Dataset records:
┌────────
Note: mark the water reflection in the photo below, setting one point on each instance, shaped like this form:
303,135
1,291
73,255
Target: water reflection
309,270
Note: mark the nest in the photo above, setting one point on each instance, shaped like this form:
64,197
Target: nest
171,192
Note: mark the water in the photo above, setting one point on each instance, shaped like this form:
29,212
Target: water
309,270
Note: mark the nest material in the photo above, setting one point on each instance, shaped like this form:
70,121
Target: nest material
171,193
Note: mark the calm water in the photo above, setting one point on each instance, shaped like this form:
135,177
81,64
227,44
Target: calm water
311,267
└────────
┌────────
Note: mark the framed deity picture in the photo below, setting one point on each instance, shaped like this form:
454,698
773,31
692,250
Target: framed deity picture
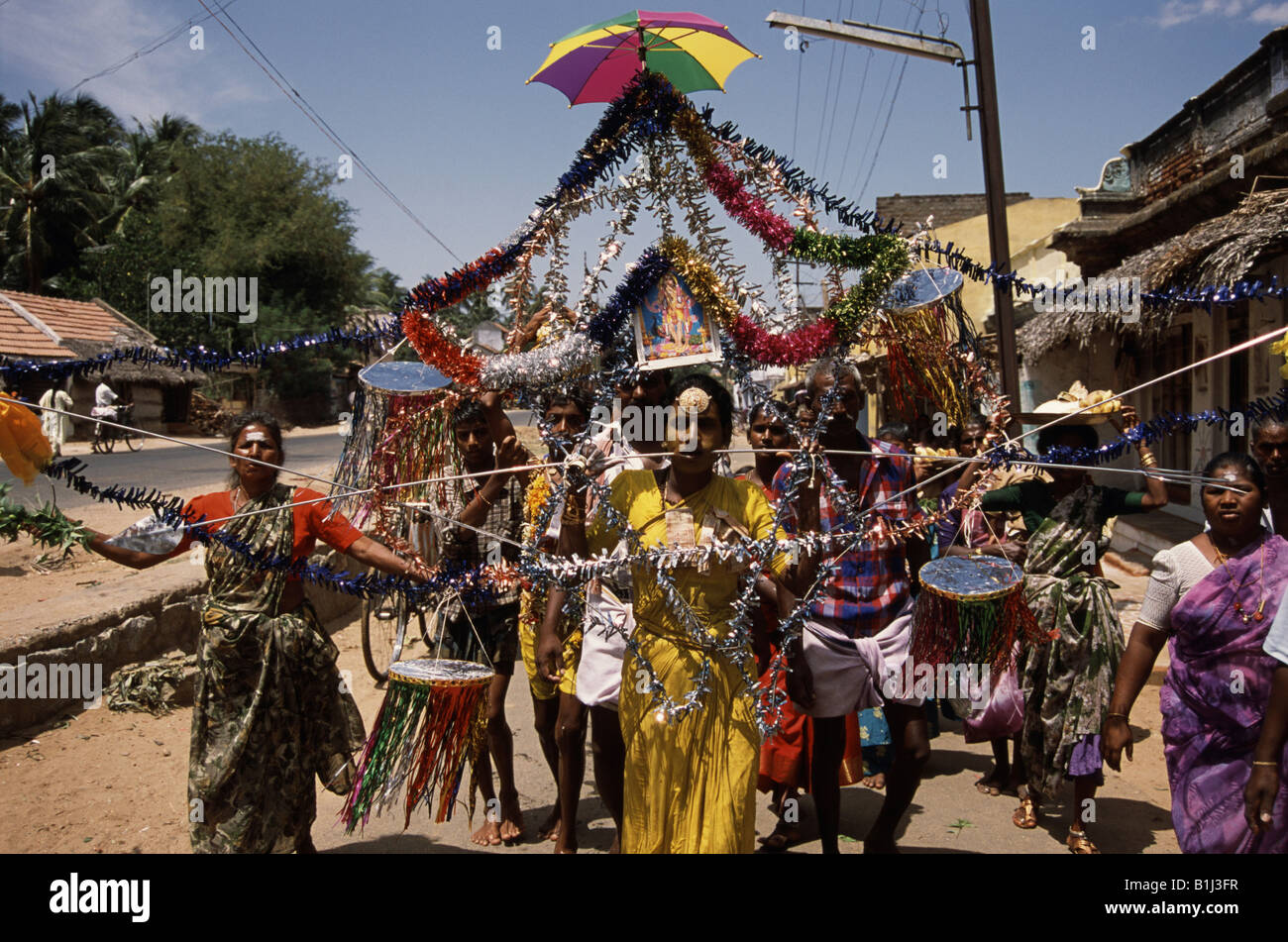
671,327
└────────
┌────────
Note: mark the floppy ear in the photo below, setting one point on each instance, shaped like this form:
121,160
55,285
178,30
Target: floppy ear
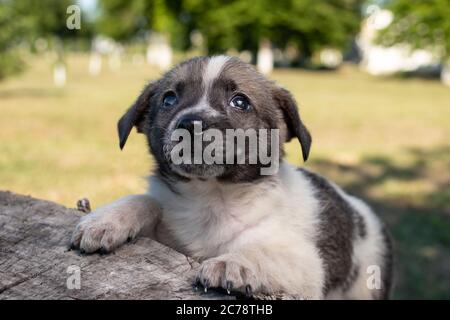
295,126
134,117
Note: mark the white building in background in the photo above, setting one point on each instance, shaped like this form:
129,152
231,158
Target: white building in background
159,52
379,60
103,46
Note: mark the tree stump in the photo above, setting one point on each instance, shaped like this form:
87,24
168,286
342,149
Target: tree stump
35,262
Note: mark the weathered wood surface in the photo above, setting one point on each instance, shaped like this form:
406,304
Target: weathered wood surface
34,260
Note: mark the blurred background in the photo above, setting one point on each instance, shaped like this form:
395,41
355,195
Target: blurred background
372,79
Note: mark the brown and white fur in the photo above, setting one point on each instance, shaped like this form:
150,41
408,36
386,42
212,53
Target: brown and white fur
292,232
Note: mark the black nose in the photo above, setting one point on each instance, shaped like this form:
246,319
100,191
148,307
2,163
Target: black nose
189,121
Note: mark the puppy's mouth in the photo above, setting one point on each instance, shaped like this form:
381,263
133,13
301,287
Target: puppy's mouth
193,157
└────────
PROBLEM TO SOLVE:
Gather every line of the records that contains the string "surface", and list those lines.

FULL OUTPUT:
Note: mark the weathered wood surface in the photo above, setting one point on each instance, shaped like this form:
Target: weathered wood surface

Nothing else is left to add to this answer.